YOUR TASK
Your task is to reproduce exactly the lines from the line with "Query: oven door" through the end of the records below.

RECORDS TO USE
——————————

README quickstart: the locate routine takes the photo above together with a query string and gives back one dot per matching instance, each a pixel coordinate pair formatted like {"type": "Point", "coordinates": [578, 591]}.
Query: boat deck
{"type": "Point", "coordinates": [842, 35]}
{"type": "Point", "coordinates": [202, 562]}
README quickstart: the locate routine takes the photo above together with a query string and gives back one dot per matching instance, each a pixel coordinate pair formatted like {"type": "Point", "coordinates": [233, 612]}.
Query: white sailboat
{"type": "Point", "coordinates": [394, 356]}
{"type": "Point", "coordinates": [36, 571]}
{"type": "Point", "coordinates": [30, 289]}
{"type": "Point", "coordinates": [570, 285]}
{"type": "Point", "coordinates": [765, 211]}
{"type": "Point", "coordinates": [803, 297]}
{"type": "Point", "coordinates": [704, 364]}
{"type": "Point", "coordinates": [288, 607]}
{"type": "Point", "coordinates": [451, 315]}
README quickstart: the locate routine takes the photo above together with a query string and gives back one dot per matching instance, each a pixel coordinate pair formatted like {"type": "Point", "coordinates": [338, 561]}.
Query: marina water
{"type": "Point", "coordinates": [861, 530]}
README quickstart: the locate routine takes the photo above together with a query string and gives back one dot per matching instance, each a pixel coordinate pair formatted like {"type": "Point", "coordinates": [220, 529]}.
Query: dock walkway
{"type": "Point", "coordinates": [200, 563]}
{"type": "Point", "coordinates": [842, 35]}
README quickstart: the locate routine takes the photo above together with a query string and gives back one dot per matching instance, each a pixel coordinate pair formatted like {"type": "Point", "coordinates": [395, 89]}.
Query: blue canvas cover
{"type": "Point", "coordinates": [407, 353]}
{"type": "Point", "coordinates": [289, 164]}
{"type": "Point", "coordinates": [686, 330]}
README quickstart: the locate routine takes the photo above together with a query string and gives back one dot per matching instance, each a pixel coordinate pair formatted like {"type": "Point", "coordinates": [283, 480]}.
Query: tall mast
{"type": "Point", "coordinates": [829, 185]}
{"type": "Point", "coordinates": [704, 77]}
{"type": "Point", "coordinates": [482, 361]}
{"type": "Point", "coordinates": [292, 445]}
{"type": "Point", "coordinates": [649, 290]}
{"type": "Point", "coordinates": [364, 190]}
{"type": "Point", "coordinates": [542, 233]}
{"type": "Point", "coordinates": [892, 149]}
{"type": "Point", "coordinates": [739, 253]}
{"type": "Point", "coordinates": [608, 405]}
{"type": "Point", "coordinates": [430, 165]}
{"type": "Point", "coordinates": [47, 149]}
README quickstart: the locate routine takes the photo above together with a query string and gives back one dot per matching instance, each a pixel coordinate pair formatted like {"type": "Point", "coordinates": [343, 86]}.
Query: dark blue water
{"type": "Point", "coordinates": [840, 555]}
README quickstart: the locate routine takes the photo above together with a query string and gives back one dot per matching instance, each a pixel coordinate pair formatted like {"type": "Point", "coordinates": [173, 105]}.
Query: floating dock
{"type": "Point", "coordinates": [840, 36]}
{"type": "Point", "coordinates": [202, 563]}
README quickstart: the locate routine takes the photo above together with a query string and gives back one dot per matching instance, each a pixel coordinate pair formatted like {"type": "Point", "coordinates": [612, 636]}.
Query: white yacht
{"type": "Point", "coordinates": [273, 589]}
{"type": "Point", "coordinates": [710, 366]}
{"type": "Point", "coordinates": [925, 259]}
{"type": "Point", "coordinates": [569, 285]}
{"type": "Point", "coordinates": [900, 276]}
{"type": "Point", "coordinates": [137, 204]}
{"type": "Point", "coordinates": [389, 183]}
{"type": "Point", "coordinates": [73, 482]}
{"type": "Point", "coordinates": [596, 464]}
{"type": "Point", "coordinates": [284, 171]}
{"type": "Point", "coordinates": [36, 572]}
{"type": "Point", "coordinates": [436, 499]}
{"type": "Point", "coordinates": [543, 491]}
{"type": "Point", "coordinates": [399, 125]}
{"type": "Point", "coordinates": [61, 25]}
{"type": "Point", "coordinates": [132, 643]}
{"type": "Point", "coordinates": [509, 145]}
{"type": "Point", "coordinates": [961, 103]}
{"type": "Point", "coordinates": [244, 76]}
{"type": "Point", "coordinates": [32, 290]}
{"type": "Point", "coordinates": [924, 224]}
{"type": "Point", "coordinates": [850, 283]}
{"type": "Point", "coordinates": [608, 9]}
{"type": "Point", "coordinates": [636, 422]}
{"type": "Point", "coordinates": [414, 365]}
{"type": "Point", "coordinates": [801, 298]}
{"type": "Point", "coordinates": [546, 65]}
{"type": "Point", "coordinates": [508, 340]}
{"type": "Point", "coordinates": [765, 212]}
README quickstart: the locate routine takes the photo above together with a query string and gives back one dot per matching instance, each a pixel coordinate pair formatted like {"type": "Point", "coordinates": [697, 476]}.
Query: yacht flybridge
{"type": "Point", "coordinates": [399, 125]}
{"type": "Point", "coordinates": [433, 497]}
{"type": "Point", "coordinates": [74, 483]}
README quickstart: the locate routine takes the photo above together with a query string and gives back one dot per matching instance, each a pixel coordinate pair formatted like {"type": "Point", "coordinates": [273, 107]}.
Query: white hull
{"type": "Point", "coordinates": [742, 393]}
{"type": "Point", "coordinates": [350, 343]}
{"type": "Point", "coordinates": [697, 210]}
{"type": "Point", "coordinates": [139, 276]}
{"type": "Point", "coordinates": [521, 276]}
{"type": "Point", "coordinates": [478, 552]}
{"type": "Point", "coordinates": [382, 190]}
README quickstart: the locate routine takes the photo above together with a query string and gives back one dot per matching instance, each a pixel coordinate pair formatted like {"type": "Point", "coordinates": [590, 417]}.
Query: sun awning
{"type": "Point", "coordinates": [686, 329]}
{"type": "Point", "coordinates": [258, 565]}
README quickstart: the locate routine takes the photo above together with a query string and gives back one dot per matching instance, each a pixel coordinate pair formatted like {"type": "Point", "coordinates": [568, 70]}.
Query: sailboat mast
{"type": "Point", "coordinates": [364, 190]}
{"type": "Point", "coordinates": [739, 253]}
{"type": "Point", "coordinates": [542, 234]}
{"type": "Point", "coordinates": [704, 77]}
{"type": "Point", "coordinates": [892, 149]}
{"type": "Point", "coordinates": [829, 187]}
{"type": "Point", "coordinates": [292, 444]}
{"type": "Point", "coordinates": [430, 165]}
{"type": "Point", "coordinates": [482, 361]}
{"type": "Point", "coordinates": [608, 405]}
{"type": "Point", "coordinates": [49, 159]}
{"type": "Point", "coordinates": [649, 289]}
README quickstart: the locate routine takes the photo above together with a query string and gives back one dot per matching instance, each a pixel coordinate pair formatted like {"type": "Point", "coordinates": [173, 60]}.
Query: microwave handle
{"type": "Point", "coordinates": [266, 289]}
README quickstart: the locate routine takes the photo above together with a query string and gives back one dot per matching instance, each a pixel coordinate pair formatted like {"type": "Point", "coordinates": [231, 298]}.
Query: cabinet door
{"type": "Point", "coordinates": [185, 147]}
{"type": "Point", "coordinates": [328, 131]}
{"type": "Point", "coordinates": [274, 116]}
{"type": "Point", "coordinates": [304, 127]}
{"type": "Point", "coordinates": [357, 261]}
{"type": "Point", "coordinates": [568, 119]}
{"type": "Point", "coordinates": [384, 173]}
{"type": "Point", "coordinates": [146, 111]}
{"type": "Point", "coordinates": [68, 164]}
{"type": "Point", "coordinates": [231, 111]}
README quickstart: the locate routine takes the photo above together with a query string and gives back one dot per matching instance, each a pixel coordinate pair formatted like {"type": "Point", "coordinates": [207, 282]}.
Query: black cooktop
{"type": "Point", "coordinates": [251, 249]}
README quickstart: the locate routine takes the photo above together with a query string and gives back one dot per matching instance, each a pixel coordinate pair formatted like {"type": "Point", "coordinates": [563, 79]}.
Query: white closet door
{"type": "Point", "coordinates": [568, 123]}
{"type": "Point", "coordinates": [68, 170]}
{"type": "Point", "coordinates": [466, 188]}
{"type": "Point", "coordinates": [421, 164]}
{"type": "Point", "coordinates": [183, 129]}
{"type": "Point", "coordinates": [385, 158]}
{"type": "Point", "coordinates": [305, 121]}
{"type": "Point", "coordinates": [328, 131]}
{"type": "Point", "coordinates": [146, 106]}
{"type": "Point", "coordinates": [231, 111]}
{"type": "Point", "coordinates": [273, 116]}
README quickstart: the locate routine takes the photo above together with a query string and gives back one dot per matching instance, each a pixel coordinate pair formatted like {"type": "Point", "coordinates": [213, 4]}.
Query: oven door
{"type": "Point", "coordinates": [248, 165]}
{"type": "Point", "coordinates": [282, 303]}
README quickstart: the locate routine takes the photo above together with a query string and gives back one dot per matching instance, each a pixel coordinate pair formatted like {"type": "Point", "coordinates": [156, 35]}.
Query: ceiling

——————————

EXERCISE RESULT
Query: oven door
{"type": "Point", "coordinates": [248, 165]}
{"type": "Point", "coordinates": [282, 303]}
README quickstart: the locate routine takes the photo above together with a query string and gives back one dot per matching instance, each a pixel coordinate pair formatted like {"type": "Point", "coordinates": [156, 35]}.
Query: ceiling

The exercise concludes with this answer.